- _Text for analysis_
-- Opening Marker --

# Solved: acer aspire 7741Z-4433



## kellyr (Feb 20, 2000)

hi, got a new aspire laptop couple years ago, but when windows 8 came out, I put it on the laptop, everything has been running good till about a month ago, and was wanting to put the windows 7 back on it, of course I did complete install. there was 2 partitions however made by acer with my restore info on that I did not alter. My question is "how do I access these partitions and go to acer restore or recover?


----------



## TheShooter93 (Jul 10, 2008)

Hello *kellyr*,

Here is the standard Acer Recovery Instructions (note that this process will delete all personal data on the drive):

1.	Power on the machine
2.	At the white ACER BIOS screen, hold the "Alt" key and press the "F10" key simultaneously to start Acer eRecovery
3.	Once eRecovery has loaded, click "Restore to Factory Default Settings"

-- Closing Marker --

- _Extracted data_
-- Opening Marker --

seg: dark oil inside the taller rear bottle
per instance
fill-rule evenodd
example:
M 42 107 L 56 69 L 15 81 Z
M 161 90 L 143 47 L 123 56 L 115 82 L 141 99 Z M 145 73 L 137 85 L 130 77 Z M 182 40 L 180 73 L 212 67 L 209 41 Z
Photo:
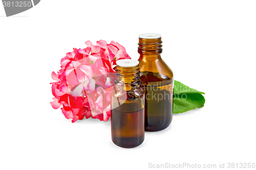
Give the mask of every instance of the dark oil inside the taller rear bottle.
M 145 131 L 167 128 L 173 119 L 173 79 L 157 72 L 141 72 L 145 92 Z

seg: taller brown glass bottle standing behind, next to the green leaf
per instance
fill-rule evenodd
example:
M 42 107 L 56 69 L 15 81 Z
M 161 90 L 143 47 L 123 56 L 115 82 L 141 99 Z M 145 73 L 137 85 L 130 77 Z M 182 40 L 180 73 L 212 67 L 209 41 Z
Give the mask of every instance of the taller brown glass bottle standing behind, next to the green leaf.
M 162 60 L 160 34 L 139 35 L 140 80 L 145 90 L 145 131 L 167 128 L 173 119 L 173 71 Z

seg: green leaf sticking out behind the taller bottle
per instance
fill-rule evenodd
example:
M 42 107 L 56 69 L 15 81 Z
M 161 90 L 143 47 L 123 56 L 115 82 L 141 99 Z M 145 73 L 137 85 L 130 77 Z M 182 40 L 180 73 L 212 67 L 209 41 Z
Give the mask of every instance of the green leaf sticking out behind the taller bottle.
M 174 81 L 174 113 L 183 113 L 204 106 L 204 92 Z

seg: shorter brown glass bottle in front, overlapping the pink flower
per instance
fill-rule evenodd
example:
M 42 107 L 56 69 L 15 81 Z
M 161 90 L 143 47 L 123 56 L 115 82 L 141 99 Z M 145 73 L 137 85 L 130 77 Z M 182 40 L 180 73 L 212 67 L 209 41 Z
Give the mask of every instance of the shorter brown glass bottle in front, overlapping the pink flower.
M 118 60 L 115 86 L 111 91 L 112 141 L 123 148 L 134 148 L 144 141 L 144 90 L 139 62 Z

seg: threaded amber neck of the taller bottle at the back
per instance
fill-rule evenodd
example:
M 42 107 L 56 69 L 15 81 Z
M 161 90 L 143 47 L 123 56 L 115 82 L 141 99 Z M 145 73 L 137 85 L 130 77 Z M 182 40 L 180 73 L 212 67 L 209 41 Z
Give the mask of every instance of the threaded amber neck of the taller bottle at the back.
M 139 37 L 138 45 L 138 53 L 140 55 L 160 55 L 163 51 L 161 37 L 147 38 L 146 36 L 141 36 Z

-- Closing Marker --
-- Opening Marker --

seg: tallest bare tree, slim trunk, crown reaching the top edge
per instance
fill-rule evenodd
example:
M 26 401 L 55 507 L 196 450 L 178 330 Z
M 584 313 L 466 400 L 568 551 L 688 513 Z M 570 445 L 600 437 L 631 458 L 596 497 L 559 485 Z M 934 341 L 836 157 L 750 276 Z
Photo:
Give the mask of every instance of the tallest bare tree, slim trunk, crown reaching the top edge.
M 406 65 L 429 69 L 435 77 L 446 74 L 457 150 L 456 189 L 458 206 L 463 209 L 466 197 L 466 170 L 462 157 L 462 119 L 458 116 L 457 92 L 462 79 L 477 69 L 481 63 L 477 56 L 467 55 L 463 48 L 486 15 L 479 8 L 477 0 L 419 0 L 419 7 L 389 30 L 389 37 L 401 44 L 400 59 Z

-- Closing Marker --

Pick up the forum thread on restoring an Acer Aspire laptop right after its last line and keep it going.

4.	Click "OK" to continue
5.	From here, the eRecovery process will update all the data on the C: drive and restore a fully functional factory image (approximately 10 minutes).
6.	Once eRecovery has run, press "OK" to reboot unit

Let me know how that works for you. 

------------------------------------------------------

While I prefer Windows 7, what is your issue with Windows 8?

Perhaps we can resolve it instead of formatting the drive and installing Windows 7.


----------



## kellyr (Feb 20, 2000)

your solution worked great, much appreciated


----------



## TheShooter93 (Jul 10, 2008)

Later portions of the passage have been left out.